◆ REQUEST ◆
Copy the listing below, replacing every "Query" with "Target" and leaving everything else unchanged.

::: RECORDS TO USE

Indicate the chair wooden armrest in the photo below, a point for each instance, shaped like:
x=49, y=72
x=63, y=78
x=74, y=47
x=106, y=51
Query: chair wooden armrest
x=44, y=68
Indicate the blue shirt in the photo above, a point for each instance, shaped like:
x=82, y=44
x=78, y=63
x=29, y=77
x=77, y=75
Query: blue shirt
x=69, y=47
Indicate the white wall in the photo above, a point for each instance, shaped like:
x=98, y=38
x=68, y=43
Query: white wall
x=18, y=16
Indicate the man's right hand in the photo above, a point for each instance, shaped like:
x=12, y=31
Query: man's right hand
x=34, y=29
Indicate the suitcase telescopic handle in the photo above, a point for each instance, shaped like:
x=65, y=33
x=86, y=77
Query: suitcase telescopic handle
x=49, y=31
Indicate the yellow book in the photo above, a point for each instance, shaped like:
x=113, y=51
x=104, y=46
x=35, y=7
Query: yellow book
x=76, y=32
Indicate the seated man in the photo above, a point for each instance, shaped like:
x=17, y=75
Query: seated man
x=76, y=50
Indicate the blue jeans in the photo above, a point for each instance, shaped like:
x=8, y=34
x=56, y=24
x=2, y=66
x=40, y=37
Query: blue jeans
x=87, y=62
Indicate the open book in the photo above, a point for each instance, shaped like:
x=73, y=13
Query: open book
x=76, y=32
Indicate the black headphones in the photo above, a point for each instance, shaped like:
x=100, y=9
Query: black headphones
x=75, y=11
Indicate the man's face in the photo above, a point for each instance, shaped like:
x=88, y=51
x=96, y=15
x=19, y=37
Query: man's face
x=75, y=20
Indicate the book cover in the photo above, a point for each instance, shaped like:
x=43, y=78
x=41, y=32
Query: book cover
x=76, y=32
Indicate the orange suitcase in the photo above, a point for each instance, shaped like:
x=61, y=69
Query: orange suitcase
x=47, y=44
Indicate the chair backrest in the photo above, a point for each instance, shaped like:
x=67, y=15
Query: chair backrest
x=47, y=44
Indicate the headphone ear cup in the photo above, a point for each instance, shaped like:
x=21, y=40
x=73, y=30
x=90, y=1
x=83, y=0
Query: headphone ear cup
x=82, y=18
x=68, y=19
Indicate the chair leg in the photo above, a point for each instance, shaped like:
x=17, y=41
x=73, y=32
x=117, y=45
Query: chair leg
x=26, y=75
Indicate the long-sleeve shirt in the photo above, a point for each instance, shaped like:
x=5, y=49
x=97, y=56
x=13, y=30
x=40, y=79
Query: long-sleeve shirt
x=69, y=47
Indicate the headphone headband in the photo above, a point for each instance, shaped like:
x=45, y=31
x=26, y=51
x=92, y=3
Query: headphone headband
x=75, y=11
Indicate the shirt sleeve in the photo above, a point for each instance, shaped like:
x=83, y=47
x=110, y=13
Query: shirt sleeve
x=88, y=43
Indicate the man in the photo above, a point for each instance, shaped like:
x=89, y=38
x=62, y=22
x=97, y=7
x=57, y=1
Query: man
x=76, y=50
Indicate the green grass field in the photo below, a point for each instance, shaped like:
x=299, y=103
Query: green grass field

::::::

◆ FULL OUTPUT ◆
Indicate the chair wooden armrest in the photo below, a point for each instance, shaped like:
x=49, y=72
x=63, y=78
x=74, y=47
x=106, y=51
Target: chair wooden armrest
x=44, y=68
Indicate the blue shirt in the photo above, a point for each instance, shaped like:
x=82, y=44
x=78, y=63
x=29, y=77
x=77, y=75
Target: blue shirt
x=69, y=47
Indicate the white wall in the photo above, a point for each instance, shaped like:
x=98, y=38
x=68, y=43
Target: white wall
x=18, y=16
Indicate the man's right hand in the photo above, a point for each instance, shaped like:
x=12, y=31
Target: man's right hand
x=34, y=29
Indicate the suitcase telescopic handle in the photo above, a point for each instance, shaped like:
x=65, y=33
x=86, y=77
Target: suitcase telescopic handle
x=49, y=31
Indicate the yellow book in the photo above, a point for each instance, shaped like:
x=113, y=51
x=104, y=46
x=35, y=7
Target: yellow book
x=76, y=32
Indicate the seated man in the photo above, a point for each instance, shaped like:
x=17, y=75
Target: seated man
x=76, y=50
Indicate the blue jeans in the photo above, a point for each instance, shaped like:
x=8, y=34
x=56, y=24
x=2, y=66
x=40, y=37
Target: blue jeans
x=87, y=62
Indicate the open book in the photo above, a point for each instance, shaped like:
x=73, y=13
Target: open book
x=76, y=32
Indicate the black headphones in the photo above, a point for each instance, shaped like:
x=100, y=9
Target: black headphones
x=75, y=11
Indicate the man's face in the photo above, a point for each instance, shaped like:
x=88, y=51
x=96, y=15
x=19, y=37
Target: man's face
x=75, y=20
Indicate the book cover in the photo above, a point for each instance, shaped like:
x=43, y=78
x=41, y=32
Target: book cover
x=76, y=32
Indicate the orange suitcase in the photo above, a point for each instance, shaped like:
x=61, y=69
Target: orange suitcase
x=47, y=44
Indicate the chair backrest in the photo above, a point for each instance, shaped like:
x=67, y=15
Target: chair backrest
x=47, y=44
Indicate the headphone ear cup in the photo above, a point for each instance, shaped like:
x=21, y=40
x=73, y=30
x=90, y=1
x=83, y=0
Target: headphone ear cup
x=82, y=18
x=68, y=19
Indicate the chair leg in the photo above, a point for each instance, shaped like:
x=17, y=41
x=73, y=32
x=117, y=45
Target: chair leg
x=26, y=75
Indicate the long-sleeve shirt in the photo above, a point for each instance, shaped like:
x=5, y=49
x=97, y=56
x=13, y=30
x=40, y=79
Target: long-sleeve shirt
x=69, y=47
Indicate the headphone headband in the photo above, a point for each instance, shaped like:
x=45, y=31
x=26, y=51
x=92, y=3
Target: headphone headband
x=75, y=11
Indicate the shirt sleeve in the photo above, a point for each instance, shaped like:
x=83, y=47
x=110, y=13
Target: shirt sleeve
x=88, y=43
Indicate the man in the photo above, a point for each instance, shaped like:
x=89, y=38
x=62, y=22
x=97, y=7
x=57, y=1
Target: man
x=76, y=50
Indicate the green grass field in the photo below, a point for each instance, shaped like:
x=299, y=103
Target: green grass field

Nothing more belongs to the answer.